• **DESCRIPTION OF THE TASK**
Produce a verbatim copy of the entries listed below.

>> Begin MATERIAL FOR THIS EXERCISE

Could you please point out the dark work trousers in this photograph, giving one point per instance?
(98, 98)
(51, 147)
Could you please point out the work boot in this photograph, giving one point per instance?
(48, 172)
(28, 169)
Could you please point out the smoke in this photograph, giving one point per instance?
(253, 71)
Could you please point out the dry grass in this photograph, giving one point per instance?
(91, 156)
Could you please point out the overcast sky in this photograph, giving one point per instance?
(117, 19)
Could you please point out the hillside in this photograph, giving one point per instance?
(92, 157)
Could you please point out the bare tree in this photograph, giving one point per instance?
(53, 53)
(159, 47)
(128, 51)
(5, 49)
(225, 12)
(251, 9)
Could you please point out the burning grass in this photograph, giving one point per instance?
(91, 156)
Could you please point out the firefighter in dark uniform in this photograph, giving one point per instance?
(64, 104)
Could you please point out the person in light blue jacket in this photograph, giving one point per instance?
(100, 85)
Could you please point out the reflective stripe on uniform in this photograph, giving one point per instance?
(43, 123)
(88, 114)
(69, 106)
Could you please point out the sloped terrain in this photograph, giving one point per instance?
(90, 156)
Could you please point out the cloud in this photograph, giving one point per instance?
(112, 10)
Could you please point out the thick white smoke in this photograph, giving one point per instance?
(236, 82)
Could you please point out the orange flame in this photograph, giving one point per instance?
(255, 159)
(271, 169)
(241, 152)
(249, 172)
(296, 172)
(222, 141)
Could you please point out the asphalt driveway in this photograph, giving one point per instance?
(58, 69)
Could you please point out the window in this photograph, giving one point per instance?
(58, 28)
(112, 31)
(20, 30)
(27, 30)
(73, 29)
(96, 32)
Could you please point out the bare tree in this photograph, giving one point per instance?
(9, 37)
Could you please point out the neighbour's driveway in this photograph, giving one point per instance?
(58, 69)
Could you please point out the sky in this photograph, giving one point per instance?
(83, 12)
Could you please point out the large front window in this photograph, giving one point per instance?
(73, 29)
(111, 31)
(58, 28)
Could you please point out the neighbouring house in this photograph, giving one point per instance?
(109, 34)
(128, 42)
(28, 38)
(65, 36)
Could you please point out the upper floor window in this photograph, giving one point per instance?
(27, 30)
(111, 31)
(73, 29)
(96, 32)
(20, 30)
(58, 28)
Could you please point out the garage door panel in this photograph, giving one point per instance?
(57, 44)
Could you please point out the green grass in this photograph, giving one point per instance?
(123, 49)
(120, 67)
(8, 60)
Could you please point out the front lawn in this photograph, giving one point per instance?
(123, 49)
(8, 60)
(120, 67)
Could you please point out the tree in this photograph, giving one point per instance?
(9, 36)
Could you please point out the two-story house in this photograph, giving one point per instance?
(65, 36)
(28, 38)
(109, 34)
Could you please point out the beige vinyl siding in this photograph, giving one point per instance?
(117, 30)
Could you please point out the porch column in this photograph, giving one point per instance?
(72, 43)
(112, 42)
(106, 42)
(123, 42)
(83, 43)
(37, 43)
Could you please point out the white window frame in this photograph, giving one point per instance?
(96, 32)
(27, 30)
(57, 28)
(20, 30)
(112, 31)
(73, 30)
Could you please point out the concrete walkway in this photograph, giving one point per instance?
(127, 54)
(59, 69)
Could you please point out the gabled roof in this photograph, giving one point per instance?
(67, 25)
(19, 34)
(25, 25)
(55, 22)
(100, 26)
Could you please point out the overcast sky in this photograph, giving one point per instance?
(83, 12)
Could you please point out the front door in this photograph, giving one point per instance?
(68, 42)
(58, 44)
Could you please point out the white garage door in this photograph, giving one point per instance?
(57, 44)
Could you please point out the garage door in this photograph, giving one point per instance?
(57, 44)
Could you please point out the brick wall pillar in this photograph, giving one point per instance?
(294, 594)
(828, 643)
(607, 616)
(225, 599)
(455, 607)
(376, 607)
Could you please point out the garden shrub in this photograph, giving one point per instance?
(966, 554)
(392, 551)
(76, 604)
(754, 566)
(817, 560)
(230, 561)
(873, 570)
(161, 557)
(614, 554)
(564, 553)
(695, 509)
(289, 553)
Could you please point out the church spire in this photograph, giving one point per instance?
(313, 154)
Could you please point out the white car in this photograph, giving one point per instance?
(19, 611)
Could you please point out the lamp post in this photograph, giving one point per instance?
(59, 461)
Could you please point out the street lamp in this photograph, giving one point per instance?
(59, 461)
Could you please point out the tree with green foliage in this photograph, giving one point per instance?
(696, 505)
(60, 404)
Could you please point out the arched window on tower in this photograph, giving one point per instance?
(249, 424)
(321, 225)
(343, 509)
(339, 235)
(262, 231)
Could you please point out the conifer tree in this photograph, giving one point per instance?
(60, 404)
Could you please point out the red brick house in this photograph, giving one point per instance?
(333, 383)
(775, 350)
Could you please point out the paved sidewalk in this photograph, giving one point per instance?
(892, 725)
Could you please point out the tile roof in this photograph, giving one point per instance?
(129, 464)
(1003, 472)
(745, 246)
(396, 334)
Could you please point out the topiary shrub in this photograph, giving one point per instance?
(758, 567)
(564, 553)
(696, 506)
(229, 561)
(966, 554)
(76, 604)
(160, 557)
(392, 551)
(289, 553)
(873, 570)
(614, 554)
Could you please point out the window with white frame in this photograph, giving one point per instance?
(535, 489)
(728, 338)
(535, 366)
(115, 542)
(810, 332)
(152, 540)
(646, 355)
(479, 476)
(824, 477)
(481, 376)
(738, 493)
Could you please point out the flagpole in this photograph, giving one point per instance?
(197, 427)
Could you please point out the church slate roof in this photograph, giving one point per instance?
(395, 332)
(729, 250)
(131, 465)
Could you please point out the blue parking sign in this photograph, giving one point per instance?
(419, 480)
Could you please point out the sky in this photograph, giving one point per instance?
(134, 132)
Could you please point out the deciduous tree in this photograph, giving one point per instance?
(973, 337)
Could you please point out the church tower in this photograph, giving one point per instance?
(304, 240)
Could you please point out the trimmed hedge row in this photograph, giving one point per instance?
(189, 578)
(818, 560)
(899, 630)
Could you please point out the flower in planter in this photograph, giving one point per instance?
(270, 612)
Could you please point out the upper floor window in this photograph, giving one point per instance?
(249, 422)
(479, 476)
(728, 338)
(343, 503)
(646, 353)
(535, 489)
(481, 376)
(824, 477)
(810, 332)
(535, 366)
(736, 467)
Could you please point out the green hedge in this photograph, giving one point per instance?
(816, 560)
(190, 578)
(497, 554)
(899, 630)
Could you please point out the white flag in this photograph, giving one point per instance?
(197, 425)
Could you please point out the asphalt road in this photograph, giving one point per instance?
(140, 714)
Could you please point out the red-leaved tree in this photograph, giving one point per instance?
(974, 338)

>> End MATERIAL FOR THIS EXERCISE

• **EXERCISE ANSWER**
Could you please point out the dark work trousers in this photograph, giving one point per instance?
(98, 98)
(51, 147)
Could you please point out the work boot in this photograph, giving one point per instance?
(48, 172)
(28, 169)
Could you please point out the smoke in this photograph, giving one point per instance?
(253, 71)
Could you please point out the dry grass in this photograph, giving one point per instance?
(91, 156)
Could you please point out the overcast sky in this photograph, giving one point per instance?
(117, 19)
Could you please point out the hillside in this photograph, giving one point per instance?
(92, 157)
Could you please point out the bare tree in this photograph, giving one point per instance?
(53, 53)
(159, 47)
(128, 51)
(5, 49)
(225, 12)
(251, 9)
Could you please point out the burning grass in this photograph, giving one point per instance?
(91, 156)
Could you please point out the firefighter in dark uniform in this photograph, giving one point per instance?
(64, 104)
Could you please point out the person in light blue jacket in this photograph, giving one point per instance?
(100, 85)
Could you please point out the reflective stripe on uniform in this photograph, giving one point per instance?
(43, 123)
(88, 114)
(69, 106)
Could you please point out the sloped terrain in this photograph, giving one point per instance?
(90, 156)
Could you please point out the cloud in this photograph, giving one point per instance?
(112, 10)
Could you please point out the thick white smoke in this photograph, giving one point per instance?
(236, 82)
Could you please point out the orange flame in this photograph, giving one point per instance?
(255, 159)
(271, 169)
(241, 152)
(249, 172)
(296, 172)
(222, 141)
Could you please point out the asphalt driveway in this photograph, giving one point per instance?
(58, 69)
Could you please point out the window in this photograph, giving one point per instance?
(58, 28)
(112, 31)
(20, 30)
(27, 30)
(73, 29)
(96, 32)
Could you please point out the bare tree in this photograph, giving one point per instance?
(9, 37)
Could you please point out the neighbour's driveway in this photograph, giving one point per instance?
(58, 69)
Could you please point out the sky in this photograph, giving one point per instance?
(83, 12)
Could you please point out the large front window in this photograph, giving one point per instance?
(73, 29)
(111, 31)
(58, 28)
Could you please point out the neighbouring house in this photograph, giving one point per instance?
(109, 34)
(128, 42)
(28, 38)
(65, 36)
Could you please point out the upper floor window in this photograph, giving one point per instance?
(27, 30)
(111, 31)
(73, 29)
(96, 32)
(20, 30)
(58, 28)
Could you please point out the garage door panel in this photograph, giving one point per instance?
(57, 44)
Could you please point out the green grass in this photograph, giving one point per instance?
(123, 49)
(120, 67)
(8, 60)
Could you please point out the front lawn in this photograph, giving one point per instance?
(123, 49)
(8, 60)
(120, 67)
Could you please point out the tree in this photograph, giving one point per instance?
(9, 36)
Could you please point out the two-story house in this photograph, giving one point per instance?
(65, 36)
(28, 38)
(109, 34)
Could you please point out the beige vinyl siding in this photograph, giving one point per instance?
(117, 30)
Could you please point out the porch column in this photograph, giving one point per instance?
(72, 43)
(112, 42)
(106, 42)
(123, 42)
(83, 43)
(37, 43)
Could you please point out the white window frame in this photograph, giving one point per instance?
(96, 32)
(27, 30)
(57, 28)
(20, 30)
(112, 31)
(73, 30)
Could you please point out the concrete walkway in this photograph, giving one point per instance?
(127, 54)
(59, 69)
Could you please point out the gabled roof in this photograph, giving one point per instance?
(67, 25)
(19, 34)
(25, 25)
(55, 22)
(100, 26)
Could you please point out the overcast sky in this photograph, giving one point per instance?
(83, 12)
Could you please point out the front door in this photograph, giving one point per instance?
(68, 42)
(58, 44)
Could you please point out the white garage door in this photograph, giving one point per instance?
(57, 44)
Could you please point out the garage door in this photograph, giving one point per instance?
(57, 44)
Could you please point out the brick wall pillar in this photograph, giving one point per instance?
(294, 594)
(828, 643)
(607, 616)
(225, 599)
(455, 607)
(376, 607)
Could you please point out the garden shrub in this photograph, giving one point per instance?
(966, 554)
(392, 551)
(76, 604)
(754, 566)
(817, 560)
(230, 561)
(873, 570)
(161, 557)
(614, 554)
(564, 553)
(695, 509)
(289, 553)
Could you please point out the church spire in this photograph, giving one point per instance?
(313, 154)
Could you please point out the white car in this photograph, giving one point per instance?
(19, 611)
Could you please point out the lamp post in this photograph, giving one point per instance?
(59, 461)
Could you please point out the street lamp in this photograph, giving one point per instance?
(59, 461)
Could you please point out the tree with green foliage in this photograph, giving one point per instance?
(696, 505)
(60, 404)
Could you please point out the arched window on tower in this photograph, giving one point per instance?
(249, 424)
(321, 225)
(343, 509)
(339, 235)
(262, 231)
Could you please point out the conifer tree in this photograph, giving one point per instance?
(60, 404)
Could you please point out the red brick house in this photograph, giving one point per instance?
(333, 383)
(775, 350)
Could you please point out the paved sidewalk in this photograph, giving one point per instance?
(892, 725)
Could you please point out the tile roof in this photograph, giving one point per instance?
(129, 464)
(1003, 472)
(745, 246)
(396, 334)
Could you please point out the topiary shrub in this photograph, giving one point per instance?
(758, 567)
(564, 553)
(696, 506)
(229, 561)
(966, 554)
(76, 604)
(160, 557)
(392, 551)
(289, 553)
(873, 570)
(614, 554)
Could you please point out the window with white frame in this photograph, giving one point per instance?
(535, 489)
(728, 338)
(535, 366)
(115, 542)
(810, 332)
(152, 540)
(646, 355)
(479, 476)
(824, 477)
(481, 376)
(738, 493)
Could you please point out the flagpole in this photograph, giving one point per instance?
(197, 427)
Could you please point out the church slate roof in this photograph, giving one point per instance?
(395, 332)
(729, 250)
(131, 465)
Could you please point out the blue parking sign in this photograph, giving one point per instance?
(419, 480)
Could you please point out the sky in this photograph, giving one point per instance?
(134, 132)
Could you please point out the deciduous tree in this photograph, giving one point per instance?
(973, 337)
Could you please point out the church tower in this photograph, giving one point per instance?
(304, 240)
Could you please point out the trimmed hedge row in this photograph, giving one point per instance?
(189, 578)
(818, 560)
(899, 630)
Could you please point out the flower in planter in this photograph, giving one point per instance?
(270, 612)
Could you please point out the upper floor window in this photograph, giving one point per instance?
(249, 422)
(479, 476)
(728, 338)
(343, 503)
(646, 353)
(535, 489)
(481, 376)
(824, 477)
(810, 332)
(535, 366)
(736, 467)
Could you please point out the green hedge in this photograph, giving one point per instance?
(816, 560)
(190, 578)
(497, 554)
(899, 630)
Could you please point out the white flag in this photograph, giving one point per instance?
(197, 425)
Could you please point out the asphalt road in this photograph, giving one point per instance?
(140, 714)
Could you please point out the red-leaved tree in this photograph, giving one point per instance?
(974, 338)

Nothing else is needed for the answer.